Work to complete: Restate the records below word for word.

Task data:
□ □ □
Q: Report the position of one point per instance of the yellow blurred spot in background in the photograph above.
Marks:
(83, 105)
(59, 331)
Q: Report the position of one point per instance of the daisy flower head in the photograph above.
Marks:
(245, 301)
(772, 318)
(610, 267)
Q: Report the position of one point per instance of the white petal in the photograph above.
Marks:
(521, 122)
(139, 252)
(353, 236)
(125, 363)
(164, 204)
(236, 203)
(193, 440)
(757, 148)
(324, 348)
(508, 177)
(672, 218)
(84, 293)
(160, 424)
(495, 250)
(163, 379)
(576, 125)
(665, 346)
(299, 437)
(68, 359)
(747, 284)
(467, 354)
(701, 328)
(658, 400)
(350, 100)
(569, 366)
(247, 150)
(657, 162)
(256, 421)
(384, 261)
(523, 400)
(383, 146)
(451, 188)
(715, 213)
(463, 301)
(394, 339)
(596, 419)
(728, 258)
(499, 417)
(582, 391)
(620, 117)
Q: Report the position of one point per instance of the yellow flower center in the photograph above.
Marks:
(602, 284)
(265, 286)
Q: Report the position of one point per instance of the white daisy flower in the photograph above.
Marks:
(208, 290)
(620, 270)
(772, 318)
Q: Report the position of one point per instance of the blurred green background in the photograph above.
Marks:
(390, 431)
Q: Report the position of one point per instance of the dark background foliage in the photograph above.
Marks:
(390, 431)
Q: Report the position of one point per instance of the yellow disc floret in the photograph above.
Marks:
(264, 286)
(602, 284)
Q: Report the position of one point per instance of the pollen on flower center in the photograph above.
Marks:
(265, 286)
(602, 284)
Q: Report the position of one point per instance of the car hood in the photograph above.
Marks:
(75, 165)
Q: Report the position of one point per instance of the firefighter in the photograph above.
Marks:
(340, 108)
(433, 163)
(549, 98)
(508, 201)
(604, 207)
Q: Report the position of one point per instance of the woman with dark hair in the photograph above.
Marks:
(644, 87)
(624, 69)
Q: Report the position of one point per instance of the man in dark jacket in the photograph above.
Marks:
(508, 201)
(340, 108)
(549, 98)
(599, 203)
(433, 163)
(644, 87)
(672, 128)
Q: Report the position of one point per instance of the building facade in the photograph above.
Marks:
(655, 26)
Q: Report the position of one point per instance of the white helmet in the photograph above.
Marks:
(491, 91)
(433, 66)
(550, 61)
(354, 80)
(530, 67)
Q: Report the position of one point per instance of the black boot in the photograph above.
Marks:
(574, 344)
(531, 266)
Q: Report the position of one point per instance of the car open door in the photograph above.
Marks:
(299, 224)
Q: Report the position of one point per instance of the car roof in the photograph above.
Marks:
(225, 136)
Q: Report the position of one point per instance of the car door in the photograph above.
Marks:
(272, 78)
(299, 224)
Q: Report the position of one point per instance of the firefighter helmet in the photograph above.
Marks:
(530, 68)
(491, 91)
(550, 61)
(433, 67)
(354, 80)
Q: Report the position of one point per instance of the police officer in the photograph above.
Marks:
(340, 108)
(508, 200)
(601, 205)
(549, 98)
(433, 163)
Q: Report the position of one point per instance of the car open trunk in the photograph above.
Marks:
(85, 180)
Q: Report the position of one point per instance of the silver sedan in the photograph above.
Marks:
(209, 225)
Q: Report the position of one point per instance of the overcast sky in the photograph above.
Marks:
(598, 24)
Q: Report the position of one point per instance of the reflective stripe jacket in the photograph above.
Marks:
□ □ □
In response:
Q: Report the position of one point per instance of the yellow blurred spot in background in the photograph above.
Marks:
(83, 105)
(59, 331)
Q: Report the position of one point per instance of the daisy flower head in the photograph above.
Marks:
(245, 301)
(772, 318)
(610, 267)
Q: Report the position of one point per instance of the white petal in the photograph above.
Marks:
(521, 122)
(139, 252)
(353, 236)
(125, 363)
(164, 204)
(236, 203)
(193, 440)
(757, 148)
(324, 348)
(508, 177)
(672, 218)
(84, 293)
(160, 424)
(495, 250)
(163, 379)
(576, 125)
(665, 346)
(299, 437)
(68, 359)
(747, 284)
(467, 354)
(701, 328)
(658, 400)
(350, 100)
(569, 366)
(247, 150)
(657, 162)
(256, 421)
(384, 261)
(523, 400)
(383, 146)
(451, 188)
(715, 213)
(463, 301)
(394, 339)
(596, 419)
(728, 258)
(499, 417)
(582, 391)
(620, 117)
Q: Report the position of one point per instance of the yellow flower center in the photograph above.
Marks:
(602, 284)
(265, 286)
Q: Report the position of one point per instance of the white daisy flower in the photograph above.
Marks:
(208, 290)
(620, 270)
(772, 318)
Q: Report the position of one point per instance of the blurred green background in the photograph above.
Marks:
(390, 431)
Q: Report the position of one point per instance of the dark background foliage in the photograph above.
Marks:
(390, 431)
Q: Report the position of one point per instance of the yellow disc floret in the photograph above.
Marks:
(264, 286)
(602, 284)
Q: Report the position of one point per instance of the pollen on flower center in the photograph above.
Marks:
(265, 286)
(602, 284)
Q: Report the position of one point per instance of the car hood in the photograph above.
Marks:
(75, 165)
Q: Report the position of one point per instance of the firefighter in the photograph above.
Marks:
(340, 108)
(433, 163)
(549, 98)
(508, 201)
(604, 207)
Q: Report the position of one point per instance of the woman with dark hair in the photograph above.
Marks:
(644, 87)
(624, 69)
Q: Report the position of one point per instance of the man in dark jacket in the photograph above.
Marks:
(508, 201)
(340, 108)
(549, 98)
(599, 203)
(433, 163)
(644, 87)
(672, 128)
Q: Report the position of one point per instance of the building facade in the photograph above.
Marks:
(655, 26)
Q: Report the position of one point per instance of the white helmet in the photograph above.
Marks:
(491, 91)
(433, 66)
(550, 61)
(354, 80)
(530, 67)
Q: Report the position of one point per instance of the black boot in the photograph above.
Marks:
(574, 344)
(531, 266)
Q: Report the position of one point per instance of the car open door in the photograph above.
Marks:
(299, 224)
Q: Report the position of one point per instance of the car roof in the photograph above.
Marks:
(225, 136)
Q: Report the position of one point per instance of the car door in the photograph above.
Marks:
(272, 78)
(299, 224)
Q: Report the position of one point per instance of the firefighter helmet in the photograph above.
Marks:
(530, 68)
(491, 91)
(550, 61)
(433, 67)
(354, 80)
Q: Report the position of one point per instance of the police officer in the photograph above.
Marks:
(340, 108)
(508, 200)
(601, 205)
(549, 98)
(433, 163)
Q: Report the position of one point per instance of the car open trunk in the photograph above.
Marks:
(85, 180)
Q: Report the position of one point per instance of the silver sedan in the photograph above.
Marks:
(209, 225)
Q: Report the position of one point per instance of the overcast sky in the photograph above.
Marks:
(598, 24)
Q: Report the position of one point per instance of the reflective stripe jacket in the photograph above.
Marks:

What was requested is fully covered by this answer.